(TASK) Edit the rows below so that every "pixel coordinates" becomes "image coordinates" and nothing else changes. Leave the pictures out of your answer.

══ DATA TO PROCESS ══

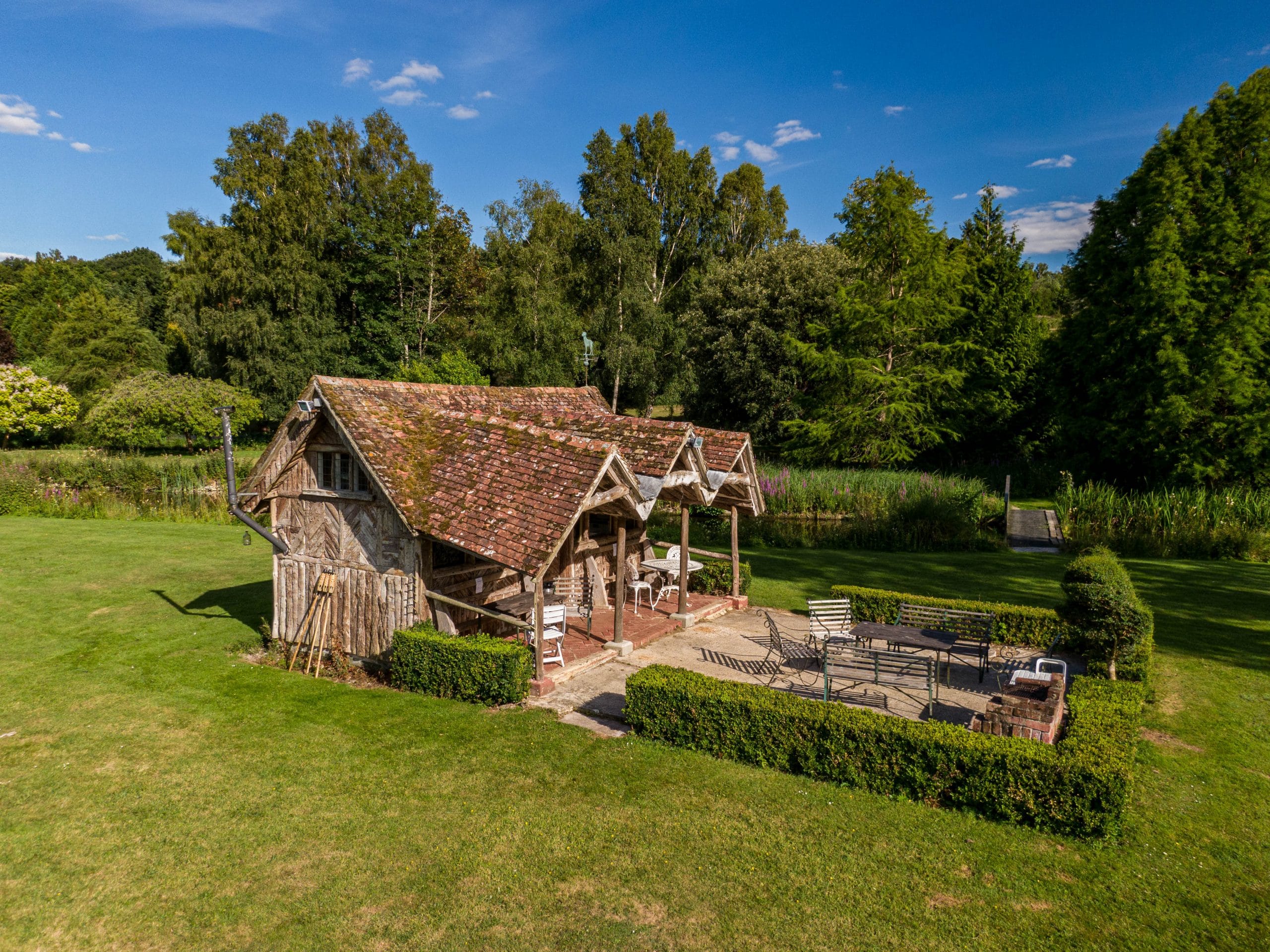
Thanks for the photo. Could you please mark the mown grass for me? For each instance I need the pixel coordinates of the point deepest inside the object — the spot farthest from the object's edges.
(159, 792)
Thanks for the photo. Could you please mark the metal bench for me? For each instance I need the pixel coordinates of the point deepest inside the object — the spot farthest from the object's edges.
(896, 669)
(829, 621)
(973, 630)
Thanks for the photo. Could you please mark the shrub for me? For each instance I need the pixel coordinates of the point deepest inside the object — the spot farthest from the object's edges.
(1016, 625)
(714, 578)
(474, 668)
(1103, 606)
(146, 409)
(1079, 787)
(31, 405)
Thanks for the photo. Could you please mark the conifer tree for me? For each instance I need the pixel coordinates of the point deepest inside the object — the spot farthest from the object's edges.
(1165, 366)
(881, 371)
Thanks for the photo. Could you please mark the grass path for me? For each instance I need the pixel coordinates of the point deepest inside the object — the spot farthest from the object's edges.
(158, 792)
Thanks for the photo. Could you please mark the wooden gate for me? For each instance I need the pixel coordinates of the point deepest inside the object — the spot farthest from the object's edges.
(369, 605)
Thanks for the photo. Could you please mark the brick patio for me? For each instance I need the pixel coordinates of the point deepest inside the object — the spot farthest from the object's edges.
(639, 630)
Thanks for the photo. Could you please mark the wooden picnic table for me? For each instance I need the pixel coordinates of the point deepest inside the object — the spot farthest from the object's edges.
(907, 636)
(521, 605)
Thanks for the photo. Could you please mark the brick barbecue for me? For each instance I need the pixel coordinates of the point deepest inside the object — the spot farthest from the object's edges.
(1032, 707)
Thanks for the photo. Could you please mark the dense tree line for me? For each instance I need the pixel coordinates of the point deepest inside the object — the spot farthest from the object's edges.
(889, 343)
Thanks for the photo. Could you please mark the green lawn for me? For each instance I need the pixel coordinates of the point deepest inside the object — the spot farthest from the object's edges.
(159, 792)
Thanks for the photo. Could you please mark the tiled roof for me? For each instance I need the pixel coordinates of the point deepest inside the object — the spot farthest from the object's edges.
(649, 447)
(720, 447)
(500, 488)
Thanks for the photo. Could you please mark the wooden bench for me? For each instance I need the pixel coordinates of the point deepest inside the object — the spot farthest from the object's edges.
(973, 630)
(897, 669)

═══

(THE OUTPUT)
Thanks for the photo. Could you please mark the mown grass for me? For each instance I need the image coordinates of the point deepest inside the object — the spot farthest from the object's edges.
(159, 792)
Thanks for the photo. Could you please mark the metal bench for me? For each instance I need the image coordinates of the point deepest inside the object — the spot farthest from the object's edges.
(896, 669)
(829, 621)
(973, 630)
Thanks for the photo. Could you please mark the shrub for me? For each instance I need the image coordinates of the point deepest inside the object — the spot farthest from the object's edges.
(1016, 625)
(714, 578)
(474, 668)
(1103, 606)
(146, 409)
(1079, 787)
(31, 405)
Thanks for the photo. Could you please mark the conifer tree for me? For each instance I need the image coordinates of the point deepest inside the object — the spot farthest from the object's edges.
(1165, 366)
(881, 371)
Thanks for the photo. Could you please mark the grass path for me? For each instance I need the image coordinates of the point deepest inside the object — the spot farthest from the object's edges.
(158, 792)
Thanks for the photo. Could you please mark the wooden gate for me? For each instance I need the image coordinates of the point deepest inside the object — the spot farthest from the object's edges.
(369, 605)
Thanks for the photo. Could you please mark the brick patio for me? For each instance I need the image coordinates of the point deepest inside the object — the spot farthest from the object's edges.
(639, 630)
Thanks for the photo. Could you please mark the wooden picnic table for me? For each instance I need the image coordinates of the point deepest inside the object — the spot farthest from the object's edges.
(907, 636)
(521, 605)
Thanks for the photo. Could you please mark the brick barbecue for me? For each instance I need the image coordinates of the point deepest inside the object — the spot farthest from the object's edges.
(1032, 707)
Thanks for the photo. Could you please mark the dense tree line for me? For each instance I need the image coordinates of the point deepest inside the object — the spot farthest from the object's edges.
(889, 343)
Thanks for the photo. Could you please mark the green lawn for me? For each instance I need the image coordinates of the point deepest inside the object — the spot farthest from the object's edges.
(159, 792)
Thanks for the photo. Could you please mark the tiled roof for me? For each instance I need the image coordinates of the point deepest inside the object — the spot farthest from the object's edges.
(649, 447)
(720, 447)
(500, 488)
Thanks for the photo. Could you please mark the wooden bench for me? For each instance I need the image coordinates of the point deepest inside the object — the spot farthest from the object's edges.
(973, 630)
(897, 669)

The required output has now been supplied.